Point localization data:

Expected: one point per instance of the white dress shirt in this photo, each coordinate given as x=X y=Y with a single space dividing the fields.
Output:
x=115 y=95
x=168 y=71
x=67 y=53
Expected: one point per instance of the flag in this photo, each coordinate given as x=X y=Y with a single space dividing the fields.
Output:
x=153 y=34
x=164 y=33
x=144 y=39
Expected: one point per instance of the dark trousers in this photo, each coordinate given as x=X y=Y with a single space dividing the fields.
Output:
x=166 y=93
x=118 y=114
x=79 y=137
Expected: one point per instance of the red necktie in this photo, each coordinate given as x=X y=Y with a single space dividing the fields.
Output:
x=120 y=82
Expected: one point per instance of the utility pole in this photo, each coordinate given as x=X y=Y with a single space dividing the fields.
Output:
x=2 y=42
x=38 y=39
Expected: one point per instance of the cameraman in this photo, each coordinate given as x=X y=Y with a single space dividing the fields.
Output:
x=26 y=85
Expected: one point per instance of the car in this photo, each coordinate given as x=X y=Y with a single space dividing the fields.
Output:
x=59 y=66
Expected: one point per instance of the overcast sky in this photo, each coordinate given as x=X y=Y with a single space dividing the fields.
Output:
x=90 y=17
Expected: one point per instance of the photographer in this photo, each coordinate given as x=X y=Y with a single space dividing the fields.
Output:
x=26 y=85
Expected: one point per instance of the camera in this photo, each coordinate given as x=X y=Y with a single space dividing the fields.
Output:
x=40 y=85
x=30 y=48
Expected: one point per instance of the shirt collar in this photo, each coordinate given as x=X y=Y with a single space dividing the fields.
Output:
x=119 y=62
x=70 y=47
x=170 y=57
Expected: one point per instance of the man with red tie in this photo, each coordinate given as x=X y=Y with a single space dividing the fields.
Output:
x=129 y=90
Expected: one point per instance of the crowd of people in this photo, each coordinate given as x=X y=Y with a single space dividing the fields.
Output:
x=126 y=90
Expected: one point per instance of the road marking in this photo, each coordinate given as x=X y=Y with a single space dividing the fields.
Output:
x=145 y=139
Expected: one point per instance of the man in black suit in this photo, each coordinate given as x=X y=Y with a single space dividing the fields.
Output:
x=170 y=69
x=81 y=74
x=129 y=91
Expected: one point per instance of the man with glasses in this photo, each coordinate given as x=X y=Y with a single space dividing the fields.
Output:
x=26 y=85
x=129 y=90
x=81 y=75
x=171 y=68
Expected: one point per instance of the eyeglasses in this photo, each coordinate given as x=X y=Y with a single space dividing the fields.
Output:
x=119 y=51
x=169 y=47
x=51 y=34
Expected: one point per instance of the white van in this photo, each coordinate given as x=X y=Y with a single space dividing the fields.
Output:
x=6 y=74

● **Task**:
With nothing added or dropped, reproduce all the data exactly.

● **Solution to this task**:
Expected: one point per instance of the white dress shirt in this photo, each coordinate given as x=X y=Y with a single space dividing the fields.
Output:
x=115 y=95
x=168 y=71
x=67 y=53
Expected: one point per instance of the flag in this photo, each coordinate given as x=X y=Y with a single space dividing the fields.
Output:
x=153 y=34
x=164 y=33
x=144 y=39
Expected: one point per instance of the dark trousers in this photo, each coordinate given as x=X y=Y with a single space dividing the fields.
Output:
x=166 y=93
x=118 y=114
x=79 y=137
Expected: one point per instance of the red necktie in this photo, each coordinate given as x=X y=Y with a single space dividing the fields.
Output:
x=120 y=82
Expected: one point per instance of the utility pole in this photo, each coordinate given as x=X y=Y with a single space dividing the fields.
Output:
x=2 y=42
x=38 y=39
Expected: one point per instance of the cameraman in this photo, each coordinate given as x=X y=Y with a single space dividing the fields.
Output:
x=26 y=85
Expected: one point per instance of the car in this photo, each coordinate given as x=X y=Y with a single space dividing the fields.
Output:
x=59 y=66
Expected: one point per instance of the overcast sky in this photo, each coordinate given as x=X y=Y with a single space dividing the fields.
Output:
x=90 y=17
Expected: one point per instance of the photographer in this photo, each coordinate given as x=X y=Y with a single space dividing the fields.
Output:
x=26 y=85
Expected: one point per instance of the camera in this photo, each coordinate given as x=X y=Y with a single space dividing the fields.
Output:
x=40 y=85
x=30 y=48
Expected: one point per instance of the shirt collar in this photo, each coordinate given as x=X y=Y with a single space dividing the fields.
Output:
x=119 y=62
x=70 y=47
x=170 y=57
Expected: one point per instance of the man with red tie in this photo, each coordinate given as x=X y=Y with a single space dividing the fields.
Output:
x=129 y=90
Expected: one point per instance of the crowd of people in this photo, each coordinate given as x=X y=Y with a single space dividing the fields.
Output:
x=126 y=90
Expected: one point per instance of the road marking in this photo, each coordinate given as x=X y=Y with a single space dividing the fields.
Output:
x=145 y=139
Expected: one point per instance of the man in black suit in this photo, each coordinate given as x=X y=Y with a single space dividing the fields.
Output:
x=170 y=69
x=81 y=74
x=129 y=91
Expected: one point per instance of the man with glasses in this photo, each coordinate given as x=X y=Y with a single space dividing the fields.
Output:
x=26 y=85
x=129 y=90
x=81 y=75
x=171 y=68
Expected: one point per instance of the eyeglasses in this photo, each coordinate given as x=X y=Y with a single space dividing the fields.
Output:
x=119 y=51
x=169 y=47
x=51 y=34
Expected: one point per instance of the white van in this photo, each coordinate given as x=X y=Y with a single space dividing the fields.
Output:
x=6 y=74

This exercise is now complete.